[BEGIN]

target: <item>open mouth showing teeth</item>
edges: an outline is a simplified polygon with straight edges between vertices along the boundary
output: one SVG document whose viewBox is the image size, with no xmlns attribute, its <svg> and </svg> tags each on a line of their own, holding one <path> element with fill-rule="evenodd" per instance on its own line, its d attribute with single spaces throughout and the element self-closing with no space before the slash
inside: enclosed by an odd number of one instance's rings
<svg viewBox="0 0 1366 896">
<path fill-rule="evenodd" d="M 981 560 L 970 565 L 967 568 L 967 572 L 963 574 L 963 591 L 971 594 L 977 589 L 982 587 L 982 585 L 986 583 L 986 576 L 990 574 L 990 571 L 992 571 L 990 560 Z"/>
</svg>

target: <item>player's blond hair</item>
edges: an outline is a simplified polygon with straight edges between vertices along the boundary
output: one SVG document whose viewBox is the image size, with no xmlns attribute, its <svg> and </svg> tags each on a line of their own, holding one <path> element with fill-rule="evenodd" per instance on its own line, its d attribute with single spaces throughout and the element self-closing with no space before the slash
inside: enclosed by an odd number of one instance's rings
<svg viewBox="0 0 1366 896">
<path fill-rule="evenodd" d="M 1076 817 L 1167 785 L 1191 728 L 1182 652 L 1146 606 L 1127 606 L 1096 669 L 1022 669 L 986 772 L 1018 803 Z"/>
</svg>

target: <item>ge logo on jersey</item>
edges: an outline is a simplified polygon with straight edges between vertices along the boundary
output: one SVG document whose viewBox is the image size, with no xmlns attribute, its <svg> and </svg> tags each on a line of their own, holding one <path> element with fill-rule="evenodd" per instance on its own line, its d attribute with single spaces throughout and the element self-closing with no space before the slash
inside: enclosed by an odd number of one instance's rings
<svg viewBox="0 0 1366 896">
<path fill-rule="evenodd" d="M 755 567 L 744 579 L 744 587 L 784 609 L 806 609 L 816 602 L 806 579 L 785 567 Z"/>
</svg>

[END]
[BEGIN]

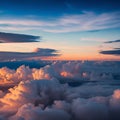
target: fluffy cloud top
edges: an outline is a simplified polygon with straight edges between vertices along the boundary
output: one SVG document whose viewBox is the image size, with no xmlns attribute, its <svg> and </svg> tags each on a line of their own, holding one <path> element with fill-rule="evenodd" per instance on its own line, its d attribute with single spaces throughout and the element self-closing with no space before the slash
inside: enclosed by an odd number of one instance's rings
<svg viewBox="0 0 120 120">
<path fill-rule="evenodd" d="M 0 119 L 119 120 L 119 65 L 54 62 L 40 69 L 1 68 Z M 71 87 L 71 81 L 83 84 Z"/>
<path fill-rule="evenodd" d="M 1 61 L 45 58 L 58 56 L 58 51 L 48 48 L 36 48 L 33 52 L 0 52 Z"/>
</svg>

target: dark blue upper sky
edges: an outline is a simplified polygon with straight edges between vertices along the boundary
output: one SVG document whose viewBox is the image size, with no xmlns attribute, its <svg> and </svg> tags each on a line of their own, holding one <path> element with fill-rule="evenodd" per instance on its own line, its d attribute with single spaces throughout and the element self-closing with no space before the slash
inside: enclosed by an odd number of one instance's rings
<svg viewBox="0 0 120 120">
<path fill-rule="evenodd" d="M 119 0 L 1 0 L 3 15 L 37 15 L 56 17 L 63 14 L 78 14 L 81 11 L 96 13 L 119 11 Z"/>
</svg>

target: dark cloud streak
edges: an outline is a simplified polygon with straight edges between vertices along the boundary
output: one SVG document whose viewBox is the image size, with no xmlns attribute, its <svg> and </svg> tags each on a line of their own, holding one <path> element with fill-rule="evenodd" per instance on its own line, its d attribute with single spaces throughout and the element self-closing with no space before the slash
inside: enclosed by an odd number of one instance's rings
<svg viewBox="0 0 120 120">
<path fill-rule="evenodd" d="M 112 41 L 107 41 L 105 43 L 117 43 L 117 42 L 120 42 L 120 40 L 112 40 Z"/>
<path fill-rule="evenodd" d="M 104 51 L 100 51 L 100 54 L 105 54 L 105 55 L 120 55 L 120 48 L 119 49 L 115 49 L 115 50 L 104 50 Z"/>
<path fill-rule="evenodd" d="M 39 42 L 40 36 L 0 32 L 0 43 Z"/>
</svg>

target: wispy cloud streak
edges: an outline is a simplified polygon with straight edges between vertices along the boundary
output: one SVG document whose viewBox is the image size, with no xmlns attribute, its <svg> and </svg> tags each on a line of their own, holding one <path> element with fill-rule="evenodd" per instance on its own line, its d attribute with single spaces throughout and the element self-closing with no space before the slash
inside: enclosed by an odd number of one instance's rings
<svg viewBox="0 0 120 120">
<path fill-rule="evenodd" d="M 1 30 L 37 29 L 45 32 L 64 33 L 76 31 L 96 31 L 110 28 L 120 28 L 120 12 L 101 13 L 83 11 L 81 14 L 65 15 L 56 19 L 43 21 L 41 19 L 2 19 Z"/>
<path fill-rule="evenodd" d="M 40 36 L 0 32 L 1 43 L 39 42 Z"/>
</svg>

[END]
[BEGIN]

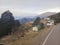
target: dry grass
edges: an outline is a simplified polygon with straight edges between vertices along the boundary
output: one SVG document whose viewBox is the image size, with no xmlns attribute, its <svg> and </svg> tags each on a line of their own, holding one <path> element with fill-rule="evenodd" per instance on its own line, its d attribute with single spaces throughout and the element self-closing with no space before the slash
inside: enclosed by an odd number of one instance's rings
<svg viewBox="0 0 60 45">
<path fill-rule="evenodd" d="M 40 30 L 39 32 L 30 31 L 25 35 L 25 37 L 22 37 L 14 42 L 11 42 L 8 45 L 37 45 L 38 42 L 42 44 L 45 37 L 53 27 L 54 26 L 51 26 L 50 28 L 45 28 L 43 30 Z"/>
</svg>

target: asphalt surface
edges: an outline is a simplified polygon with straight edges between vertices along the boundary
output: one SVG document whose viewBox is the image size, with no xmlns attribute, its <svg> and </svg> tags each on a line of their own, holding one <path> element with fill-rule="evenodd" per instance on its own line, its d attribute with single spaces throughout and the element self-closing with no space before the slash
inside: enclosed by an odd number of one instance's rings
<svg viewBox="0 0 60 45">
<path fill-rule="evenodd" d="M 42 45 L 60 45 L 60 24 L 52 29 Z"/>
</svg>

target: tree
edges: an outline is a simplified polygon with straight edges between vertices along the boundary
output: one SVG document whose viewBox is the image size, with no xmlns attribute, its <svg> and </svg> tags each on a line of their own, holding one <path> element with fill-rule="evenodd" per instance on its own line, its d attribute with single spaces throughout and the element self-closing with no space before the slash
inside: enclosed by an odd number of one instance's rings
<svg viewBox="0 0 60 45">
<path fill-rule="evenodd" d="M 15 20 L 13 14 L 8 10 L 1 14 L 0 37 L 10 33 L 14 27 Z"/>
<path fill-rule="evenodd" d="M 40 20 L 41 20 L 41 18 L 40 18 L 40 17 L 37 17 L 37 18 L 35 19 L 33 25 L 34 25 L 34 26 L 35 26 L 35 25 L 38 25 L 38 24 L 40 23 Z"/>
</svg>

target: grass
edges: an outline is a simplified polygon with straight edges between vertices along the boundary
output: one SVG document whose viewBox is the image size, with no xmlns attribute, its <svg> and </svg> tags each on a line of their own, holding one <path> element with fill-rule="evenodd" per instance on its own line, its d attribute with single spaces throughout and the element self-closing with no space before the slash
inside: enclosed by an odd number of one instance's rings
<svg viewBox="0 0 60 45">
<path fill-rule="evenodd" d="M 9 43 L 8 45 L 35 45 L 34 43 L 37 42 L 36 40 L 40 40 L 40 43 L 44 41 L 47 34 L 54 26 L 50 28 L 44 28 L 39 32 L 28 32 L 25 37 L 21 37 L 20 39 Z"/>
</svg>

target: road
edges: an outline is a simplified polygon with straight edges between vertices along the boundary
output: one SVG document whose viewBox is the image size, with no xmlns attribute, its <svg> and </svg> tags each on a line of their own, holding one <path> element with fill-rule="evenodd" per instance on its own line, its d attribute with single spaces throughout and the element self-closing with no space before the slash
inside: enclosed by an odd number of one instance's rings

[END]

• _DO THIS_: Rewrite the rows starting with the line containing "target: tree" and going on through the line containing "15 20 L 13 14", swapping "vertices" for "corner points" and leaving everything else as it stands.

• _FINAL RESULT_:
target: tree
edges: an outline is a simplified polygon with straight edges between corner points along the boundary
output: one SVG document whose viewBox is the image size, with no xmlns attribute, its <svg> and </svg> tags each on a line of their own, holding one <path> element with fill-rule="evenodd" per instance on its own line, its d attribute with single spaces throughout and the element self-closing with no space before the slash
inside: enclosed by an odd number of one instance's rings
<svg viewBox="0 0 60 45">
<path fill-rule="evenodd" d="M 15 20 L 13 14 L 8 10 L 1 14 L 0 37 L 10 33 L 14 27 Z"/>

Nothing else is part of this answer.